-- PASSAGE FOR REVIEW follows --

And since were on the subject of health, we are told that doctors imported from abroad are not being required to do what “merit-based immigration” supporters are claiming they are needed for: treating COVID-19 patients. This is probably because the substandard medical training they received in their home countries—for example, the lack of knowledge in allopathic medicine—does not qualify them to treat such patients; they are just being used as political props by race-based anti-immigrant groups.

Let’s get back to reality. I work in a 40-story building in downtown Seattle at night, and it is as empty as during the day. Most of the people who do work in the building are “essential” workers, meaning those who have to be there to keep it from falling down, like in one of those History Channel “Life After People” episodes. Only a few tenants are around during the day to just to keep an eye on things. Most of these people like to style themselves as “high skill,” but they are not “essential” workers providing “essential” needs; the merely provide diversions for people with too much time on their hands, and assist in the processes that allow people to have others conduct the business of living for them,  without leaving the house.

-- PASSAGE FOR REVIEW concluded --
-- DATA EXCERPT follows --

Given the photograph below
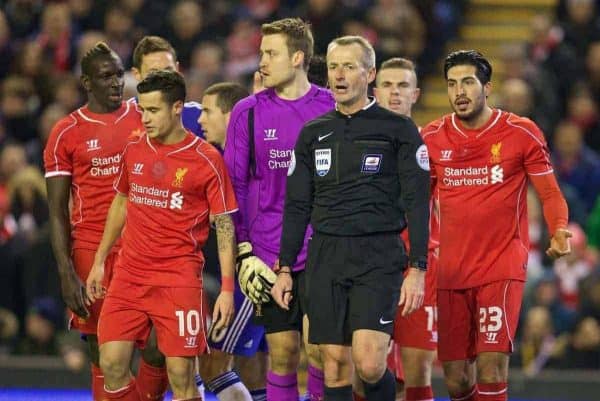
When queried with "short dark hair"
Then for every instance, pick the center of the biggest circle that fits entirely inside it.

-- DATA EXCERPT concluded --

* WHAT IS REQUIRED *
Continue the opinion piece about immigration and essential work in an emptied Seattle office tower, starting right after its final sentence.

* RESPONSE TO THIS TASK *
People did not live this way in the “old days.” I am old enough to remember that the United States Postal Service was the closest thing to a consumer “delivery service.” Sure, there was the radio, television and the local movie theater, but back in the day, people did a lot more reading than they do today. I didn’t watch much television or go to the movies when I was growing up; it was mostly reading, listening to the radio or wandering off as far away from home life as I could. I don’t think my life would have changed much if my formative years were in the 90s and afterward, except wasted more time doing useless things. What those “high-skill” and “merit-based” people did, would not have any positive or negative effect on my day-to-day doings.

Who are the people whose labor is truly “essential” to maintaining existence as we know it? Who are the people who during the COVID-19 pandemic are considered “essential” enough to require their physical presence to do actual work? We can start with janitors and security guards, and work our way up to farm and food production workers, building maintenance and garbage collectors. After that, police and firemen; then we advance to postal and package delivery, and retail and grocery (online or physical) workers. These are all what would be classified as “low-skill” occupations; I mean, do you need “high skill” to act tough, fire a gun or use a fire hose? It isn’t until you reach the health care business that “high skill” even enters into the equation.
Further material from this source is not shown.